▶ WORK TO COMPLETE:
(1) Please rewrite the Scheafer case summary from "The justices also" up to and including "policy. (emphasis added).", changing "justices" to "judges".
(2) According to the Scheafer case summary, why could the Montana Supreme Court not confirm Scheafer's claim that she had not been made whole? Answer in one to three sentences.
(3) Answer these questions from the Scheafer case summary:
(a) Whose coverage did the trial court rule was primary?
(b) Which case decided in 2009 did Scheafer cite in support of her argument?
(c) In that case, who rejected the policy exclusion that BCBS proposed?

▶ SOURCE PASSAGE:
The trial court granted Safeco's motion to dismiss, and Scheafer appealed. The justices of the Montana Supreme Court sent the case back to the trial court for clarification of a few points and for a determination of the coverage priorities between Mountain West and Safeco. The trial court added a supplementary opinion to its earlier decision that stated the "Other Insurance" provisions in Scheafer's policy "were valid, enforceable, and did not constitute unlawful subrogation" (emphasis added), and ruled that Mountain West's coverage was primary. The trial judges ruled in favor of Safeco a second time, and Scheafer again appealed. 

On the second appeal, Scheafer maintained her opinion that the "Other Insurance" provision constituted unlawful subrogation. She said that she had not yet been made whole from the accident, and that Safeco's requirement that other UIM limits be exhausted before its own coverage would trigger constituted unlawful subrogation. She cited multiple cases from the Montana Supreme Court, including Blue Cross & Blue Shield of Mont., Inc. v. Mont. State Auditor, 218 P.3d 475 (Mont. 2009), to support her argument. 

In Blue Cross & Blue Shield of Montana, the insurance commissioner rejected a policy exclusion proposed by BCBS that stated the company "would not pay for health care costs of its injured beneficiaries if the beneficiaries received, or were entitled to receive, benefits from any automobile or premises liability policy." BCBS filed suit, but the commissioner's rejection was affirmed first by the trial court, then by the Montana Supreme Court. According to the justices the proposed exclusion "effectively allow[ed] [BCBS] to exercise subrogation before paying anything to its insured" (emphasis added) because it disclaimed the insurer's coverage obligations "if the insured [was] 'entitled to receive' benefits from any other auto or premises liability policy whether or not the insured actually receives any of those benefits, and whether or not the insured has been made whole."

The justices agreed that it would violate public policy for an insurer to seek subrogation before making its policyholder whole. However, they pointed to a curious gap in the case: there was no record of whether Scheafer's medical expenses had met or exceeded Mountain West's policy limits. Scheafer did not disclose how much she had already been paid by Mountain West or the driver of the other vehicle, so there was no way to tell if Mountain West's policy limits had been exhausted. Therefore, it was impossible for the Montana Supreme Court to corroborate Scheafer's claim that she had not been made whole. 

The justices also referenced a specific point in the "Other Insurance" clause for UIM in Scheafer's policy that stated "However, any insurance we provide with respect to a vehicle … [y]ou do not own, including any vehicle while used as temporary substitute for your covered auto[s]hall be excess over any other collectible insurance similar to the insurance provided" by the Safeco policy. (emphasis added).

▶ RAW DATA:
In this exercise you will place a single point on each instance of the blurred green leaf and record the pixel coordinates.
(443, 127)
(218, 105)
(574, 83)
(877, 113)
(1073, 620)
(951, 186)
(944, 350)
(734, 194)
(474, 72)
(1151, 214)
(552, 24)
---
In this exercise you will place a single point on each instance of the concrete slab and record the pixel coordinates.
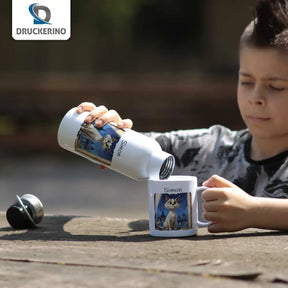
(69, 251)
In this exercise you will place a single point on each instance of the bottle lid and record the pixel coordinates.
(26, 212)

▶ SOLVED PROBLEMS:
(1)
The judges also referenced a specific point in the "Other Insurance" clause for UIM in Scheafer's policy that stated "However, any insurance we provide with respect to a vehicle … [y]ou do not own, including any vehicle while used as temporary substitute for your covered auto[s]hall be excess over any other collectible insurance similar to the insurance provided" by the Safeco policy. (emphasis added).

(2) Scheafer did not disclose how much she had already been paid by Mountain West or the driver of the other vehicle. There was also no record of whether her medical expenses had met or exceeded Mountain West's policy limits. So the court had no way to tell whether those limits had been exhausted.

(3)
(a) Mountain West's coverage.
(b) Blue Cross & Blue Shield of Mont., Inc. v. Mont. State Auditor, 218 P.3d 475 (Mont. 2009).
(c) The insurance commissioner.